* _PASSAGE_
--------

Silence
Enrique Cintrón
I have a love-hate relationship with silence.
I enjoy the peace that comes with it, the stillness that settles into my bones when I sit quietly somewhere. I love the calm of early morning, broken momentarily by a passing car, but only for a moment. I am most productive when I go to the library on campus and sit in the “quiet zone,” which is peaceful until students conduct full-on conversations in whispers and I contemplate shushing them (further ruining the silence).
Yet I also hate silence for one major reason — it often makes me feel alone. When I’m at home by myself, I often have to have music playing or the TV on just for background noise — partially because I’m uncomfortable being alone, partially because I’m superstitious and afraid of ghosts. But I digress.
On a more serious note, when I’m depressed, I need sensory stimulation because otherwise my mind will fill the silence with all kinds of negative thoughts. My mind will dredge up all kinds of pain and uncomfortable things for me to relive. That’s when silence hurts the most.
One place where silence doesn’t make feel alone, where silence is healing, is church.

--------

* _EXTRACTED ENTRIES_
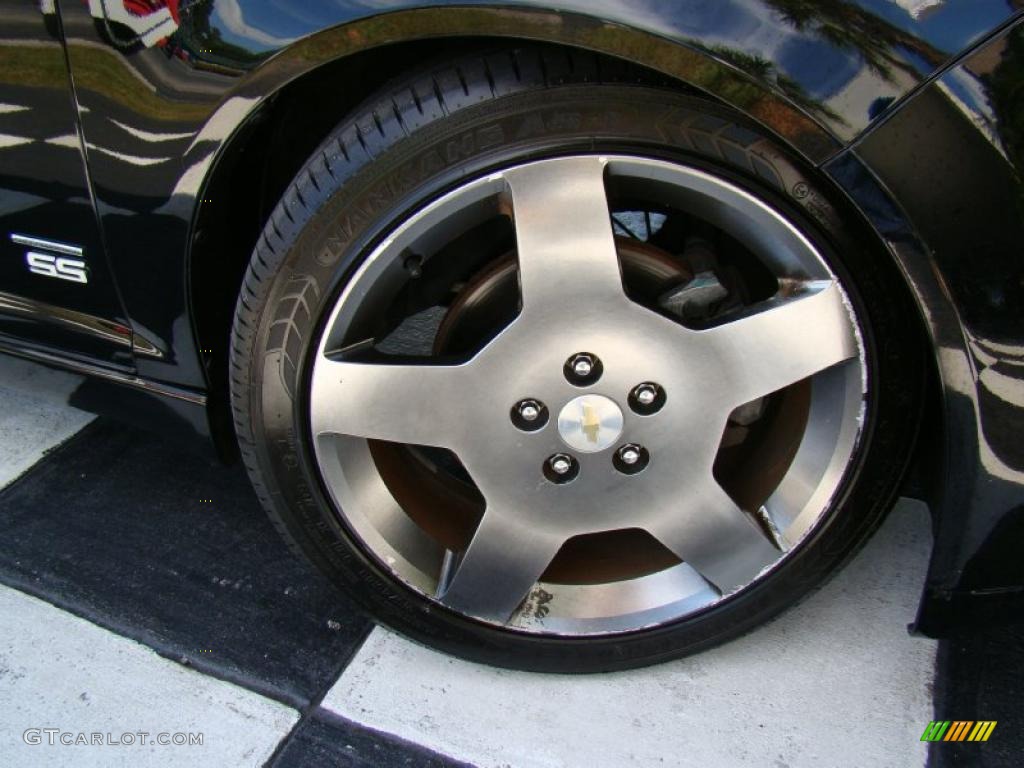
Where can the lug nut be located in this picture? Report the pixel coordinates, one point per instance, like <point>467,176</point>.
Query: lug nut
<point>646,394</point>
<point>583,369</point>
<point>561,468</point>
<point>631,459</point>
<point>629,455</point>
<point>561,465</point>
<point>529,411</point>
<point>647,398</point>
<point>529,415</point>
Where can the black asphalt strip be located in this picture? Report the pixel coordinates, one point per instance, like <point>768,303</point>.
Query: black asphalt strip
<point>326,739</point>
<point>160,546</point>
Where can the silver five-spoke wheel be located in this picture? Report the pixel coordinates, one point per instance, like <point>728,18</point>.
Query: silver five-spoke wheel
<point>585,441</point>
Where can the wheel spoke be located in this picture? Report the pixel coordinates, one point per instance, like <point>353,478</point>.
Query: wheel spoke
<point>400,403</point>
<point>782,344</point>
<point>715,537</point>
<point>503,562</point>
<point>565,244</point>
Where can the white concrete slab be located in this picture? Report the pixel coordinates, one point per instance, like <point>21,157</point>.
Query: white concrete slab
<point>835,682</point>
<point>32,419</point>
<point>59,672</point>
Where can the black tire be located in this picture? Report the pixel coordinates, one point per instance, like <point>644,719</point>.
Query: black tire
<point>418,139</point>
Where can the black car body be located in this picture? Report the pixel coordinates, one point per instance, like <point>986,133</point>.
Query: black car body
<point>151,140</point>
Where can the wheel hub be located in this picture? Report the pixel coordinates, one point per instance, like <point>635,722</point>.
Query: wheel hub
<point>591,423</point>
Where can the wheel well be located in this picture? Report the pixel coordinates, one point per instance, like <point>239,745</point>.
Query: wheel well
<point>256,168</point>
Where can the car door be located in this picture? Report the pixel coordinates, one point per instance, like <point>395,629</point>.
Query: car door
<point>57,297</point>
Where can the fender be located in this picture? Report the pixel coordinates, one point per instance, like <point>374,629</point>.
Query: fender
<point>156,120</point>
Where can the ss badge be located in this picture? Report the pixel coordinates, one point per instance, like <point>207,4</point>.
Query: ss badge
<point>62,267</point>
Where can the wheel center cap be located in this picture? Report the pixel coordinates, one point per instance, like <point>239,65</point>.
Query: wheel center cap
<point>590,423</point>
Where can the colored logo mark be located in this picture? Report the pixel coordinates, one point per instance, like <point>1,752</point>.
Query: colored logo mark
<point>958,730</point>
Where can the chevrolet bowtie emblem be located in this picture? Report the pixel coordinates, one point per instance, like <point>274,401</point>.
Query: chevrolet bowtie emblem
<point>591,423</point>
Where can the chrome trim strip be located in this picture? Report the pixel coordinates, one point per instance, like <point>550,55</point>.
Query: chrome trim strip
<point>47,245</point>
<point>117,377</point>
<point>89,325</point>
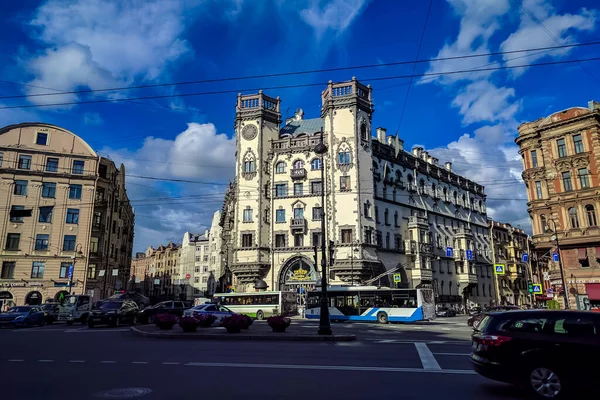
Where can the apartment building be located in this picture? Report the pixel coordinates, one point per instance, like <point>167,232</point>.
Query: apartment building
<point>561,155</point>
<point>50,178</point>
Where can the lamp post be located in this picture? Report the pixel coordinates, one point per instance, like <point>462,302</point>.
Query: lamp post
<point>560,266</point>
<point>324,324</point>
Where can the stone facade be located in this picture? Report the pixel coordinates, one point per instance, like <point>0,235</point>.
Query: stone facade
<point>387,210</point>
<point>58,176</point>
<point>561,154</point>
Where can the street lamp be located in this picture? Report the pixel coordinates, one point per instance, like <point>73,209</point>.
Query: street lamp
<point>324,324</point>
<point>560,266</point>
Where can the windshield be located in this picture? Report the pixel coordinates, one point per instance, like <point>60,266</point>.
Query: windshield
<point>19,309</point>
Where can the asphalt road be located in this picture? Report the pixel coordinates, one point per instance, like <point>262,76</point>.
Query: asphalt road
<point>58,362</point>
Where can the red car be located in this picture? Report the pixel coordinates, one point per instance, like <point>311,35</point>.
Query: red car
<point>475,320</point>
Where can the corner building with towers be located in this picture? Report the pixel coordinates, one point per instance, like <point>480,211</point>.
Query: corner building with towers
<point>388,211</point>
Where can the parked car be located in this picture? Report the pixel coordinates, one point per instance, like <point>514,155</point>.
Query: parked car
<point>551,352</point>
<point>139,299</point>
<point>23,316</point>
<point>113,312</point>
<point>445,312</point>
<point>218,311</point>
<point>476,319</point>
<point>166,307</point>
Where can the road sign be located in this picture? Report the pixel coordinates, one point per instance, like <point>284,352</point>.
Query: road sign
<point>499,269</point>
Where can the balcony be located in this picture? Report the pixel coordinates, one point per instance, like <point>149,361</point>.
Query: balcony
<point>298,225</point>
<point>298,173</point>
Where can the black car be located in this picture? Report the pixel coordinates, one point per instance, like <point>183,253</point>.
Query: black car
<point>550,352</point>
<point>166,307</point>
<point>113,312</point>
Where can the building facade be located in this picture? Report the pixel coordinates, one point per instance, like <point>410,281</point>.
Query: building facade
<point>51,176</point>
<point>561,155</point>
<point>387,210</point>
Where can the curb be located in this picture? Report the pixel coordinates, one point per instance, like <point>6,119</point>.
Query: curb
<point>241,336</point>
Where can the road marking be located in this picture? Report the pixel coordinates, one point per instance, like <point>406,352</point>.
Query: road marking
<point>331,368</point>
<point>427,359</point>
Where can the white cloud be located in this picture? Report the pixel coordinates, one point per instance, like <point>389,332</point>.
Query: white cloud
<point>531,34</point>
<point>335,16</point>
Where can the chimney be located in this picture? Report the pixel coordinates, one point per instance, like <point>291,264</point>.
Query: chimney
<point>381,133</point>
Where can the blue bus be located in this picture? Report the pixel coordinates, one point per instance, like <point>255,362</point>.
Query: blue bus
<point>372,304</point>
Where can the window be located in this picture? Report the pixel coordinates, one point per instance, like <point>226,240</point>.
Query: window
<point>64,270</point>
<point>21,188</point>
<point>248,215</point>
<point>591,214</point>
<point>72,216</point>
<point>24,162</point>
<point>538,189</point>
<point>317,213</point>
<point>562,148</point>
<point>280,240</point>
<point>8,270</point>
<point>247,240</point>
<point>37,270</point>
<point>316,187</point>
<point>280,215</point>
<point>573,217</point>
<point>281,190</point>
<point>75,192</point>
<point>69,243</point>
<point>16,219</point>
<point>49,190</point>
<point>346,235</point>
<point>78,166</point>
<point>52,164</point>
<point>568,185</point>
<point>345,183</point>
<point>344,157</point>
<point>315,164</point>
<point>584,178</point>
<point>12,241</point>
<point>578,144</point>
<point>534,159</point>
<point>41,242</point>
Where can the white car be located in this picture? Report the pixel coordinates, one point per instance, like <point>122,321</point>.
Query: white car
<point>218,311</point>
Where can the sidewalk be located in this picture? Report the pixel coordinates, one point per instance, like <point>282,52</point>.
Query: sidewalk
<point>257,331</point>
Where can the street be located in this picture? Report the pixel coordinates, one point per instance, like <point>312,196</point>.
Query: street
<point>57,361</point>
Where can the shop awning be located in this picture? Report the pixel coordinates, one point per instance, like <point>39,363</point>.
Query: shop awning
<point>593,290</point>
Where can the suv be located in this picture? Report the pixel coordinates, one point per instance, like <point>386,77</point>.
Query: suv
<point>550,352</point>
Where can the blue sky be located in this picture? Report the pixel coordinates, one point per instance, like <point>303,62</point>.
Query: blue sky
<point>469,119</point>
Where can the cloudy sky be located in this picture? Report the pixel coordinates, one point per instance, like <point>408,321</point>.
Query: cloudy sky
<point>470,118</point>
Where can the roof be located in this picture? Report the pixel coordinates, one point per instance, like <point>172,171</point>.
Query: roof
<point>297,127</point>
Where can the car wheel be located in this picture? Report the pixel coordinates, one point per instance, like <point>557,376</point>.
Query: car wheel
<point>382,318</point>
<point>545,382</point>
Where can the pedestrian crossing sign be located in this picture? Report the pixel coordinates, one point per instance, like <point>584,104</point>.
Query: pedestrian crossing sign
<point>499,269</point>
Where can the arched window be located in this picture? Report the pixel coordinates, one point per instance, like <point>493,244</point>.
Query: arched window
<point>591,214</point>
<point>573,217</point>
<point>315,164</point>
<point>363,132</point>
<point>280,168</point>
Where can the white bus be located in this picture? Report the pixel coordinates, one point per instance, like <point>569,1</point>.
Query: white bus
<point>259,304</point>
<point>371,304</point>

--------

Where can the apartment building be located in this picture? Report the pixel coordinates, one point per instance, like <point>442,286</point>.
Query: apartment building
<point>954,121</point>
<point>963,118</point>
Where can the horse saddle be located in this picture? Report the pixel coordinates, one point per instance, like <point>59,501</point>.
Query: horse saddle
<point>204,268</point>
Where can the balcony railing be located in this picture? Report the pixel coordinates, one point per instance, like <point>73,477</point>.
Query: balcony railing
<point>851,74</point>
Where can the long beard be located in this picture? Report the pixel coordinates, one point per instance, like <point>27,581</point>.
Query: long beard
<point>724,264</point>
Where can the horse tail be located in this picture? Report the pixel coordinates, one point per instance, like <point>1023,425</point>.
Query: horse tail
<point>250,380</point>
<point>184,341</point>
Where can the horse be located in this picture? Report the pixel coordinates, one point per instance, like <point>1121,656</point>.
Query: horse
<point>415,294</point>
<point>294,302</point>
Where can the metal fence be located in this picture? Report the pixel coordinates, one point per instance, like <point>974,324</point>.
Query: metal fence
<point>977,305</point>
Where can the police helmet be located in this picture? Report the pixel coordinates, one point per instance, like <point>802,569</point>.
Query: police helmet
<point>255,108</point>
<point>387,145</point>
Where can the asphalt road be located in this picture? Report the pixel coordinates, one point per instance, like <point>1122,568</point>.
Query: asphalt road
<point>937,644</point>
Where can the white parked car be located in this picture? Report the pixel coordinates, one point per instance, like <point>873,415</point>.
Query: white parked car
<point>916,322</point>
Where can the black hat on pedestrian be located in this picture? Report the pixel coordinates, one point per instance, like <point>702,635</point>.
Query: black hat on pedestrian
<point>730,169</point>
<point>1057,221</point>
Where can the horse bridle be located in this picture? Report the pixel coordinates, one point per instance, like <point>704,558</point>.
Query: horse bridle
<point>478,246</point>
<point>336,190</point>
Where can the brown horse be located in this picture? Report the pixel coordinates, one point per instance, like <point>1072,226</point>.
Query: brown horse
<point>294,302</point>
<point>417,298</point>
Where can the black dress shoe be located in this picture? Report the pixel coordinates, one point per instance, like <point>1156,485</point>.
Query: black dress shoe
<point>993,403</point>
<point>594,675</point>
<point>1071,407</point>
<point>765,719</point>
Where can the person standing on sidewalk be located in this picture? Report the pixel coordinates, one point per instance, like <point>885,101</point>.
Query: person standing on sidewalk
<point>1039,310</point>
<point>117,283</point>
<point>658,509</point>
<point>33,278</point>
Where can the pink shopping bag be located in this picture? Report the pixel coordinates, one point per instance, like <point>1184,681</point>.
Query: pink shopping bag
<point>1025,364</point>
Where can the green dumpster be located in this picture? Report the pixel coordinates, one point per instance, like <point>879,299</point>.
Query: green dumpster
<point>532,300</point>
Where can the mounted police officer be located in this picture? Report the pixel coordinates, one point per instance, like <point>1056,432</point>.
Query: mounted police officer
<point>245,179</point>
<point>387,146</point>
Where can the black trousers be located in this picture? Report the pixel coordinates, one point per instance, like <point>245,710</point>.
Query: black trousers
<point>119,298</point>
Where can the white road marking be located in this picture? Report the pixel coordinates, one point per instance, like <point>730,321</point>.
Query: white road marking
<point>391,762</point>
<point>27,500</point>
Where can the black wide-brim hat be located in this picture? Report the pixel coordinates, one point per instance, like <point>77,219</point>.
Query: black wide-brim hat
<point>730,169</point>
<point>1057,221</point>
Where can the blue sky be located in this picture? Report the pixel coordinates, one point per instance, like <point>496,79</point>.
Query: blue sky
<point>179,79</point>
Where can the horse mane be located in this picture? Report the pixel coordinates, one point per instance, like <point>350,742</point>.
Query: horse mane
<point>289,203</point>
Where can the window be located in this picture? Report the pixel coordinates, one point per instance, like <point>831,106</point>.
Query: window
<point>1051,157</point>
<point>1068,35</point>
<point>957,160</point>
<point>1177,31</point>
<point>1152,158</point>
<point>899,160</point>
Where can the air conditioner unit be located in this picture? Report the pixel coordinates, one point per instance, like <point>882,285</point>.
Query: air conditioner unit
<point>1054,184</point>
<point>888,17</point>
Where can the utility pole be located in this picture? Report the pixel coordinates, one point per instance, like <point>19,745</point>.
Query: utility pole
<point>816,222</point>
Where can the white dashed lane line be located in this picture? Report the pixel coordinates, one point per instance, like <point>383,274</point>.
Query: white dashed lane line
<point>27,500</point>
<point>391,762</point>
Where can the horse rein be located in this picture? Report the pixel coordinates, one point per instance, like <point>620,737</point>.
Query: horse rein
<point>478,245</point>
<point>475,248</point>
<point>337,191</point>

--------

* _SHORT EXERCISE 1_
Using the essay on silence, decide whether each statement agrees with it, answering yes or no and quoting the deciding words: (a) The writer gets the most work done in the library's quiet zone. (b) Fear of ghosts is one reason the writer keeps music or the TV on when home alone. (c) The writer enjoys hearing students whisper in the quiet zone.
* _SHORT EXERCISE 2_
In the records, turn the stretch from the line containing "Where can the road sign" through the line containing "<point>298,173</point>" into a JSON list of strings, one string per line, leaving out blank lines.
The records bear no relation to the essay on silence.

* _WORKED ANSWER 1_
(a) Yes: "I am most productive when I go to the library on campus and sit in the “quiet zone,”"
(b) Yes: "partially because I’m superstitious and afraid of ghosts"
(c) No: "which is peaceful until students conduct full-on conversations in whispers and I contemplate shushing them"

* _WORKED ANSWER 2_
[
  "Where can the road sign be located in this picture? Report the pixel coordinates, one point per instance, like <point>284,352</point>.",
  "Query: road sign",
  "<point>499,269</point>",
  "Where can the balcony be located in this picture? Report the pixel coordinates, one point per instance, like <point>149,361</point>.",
  "Query: balcony",
  "<point>298,225</point>",
  "<point>298,173</point>"
]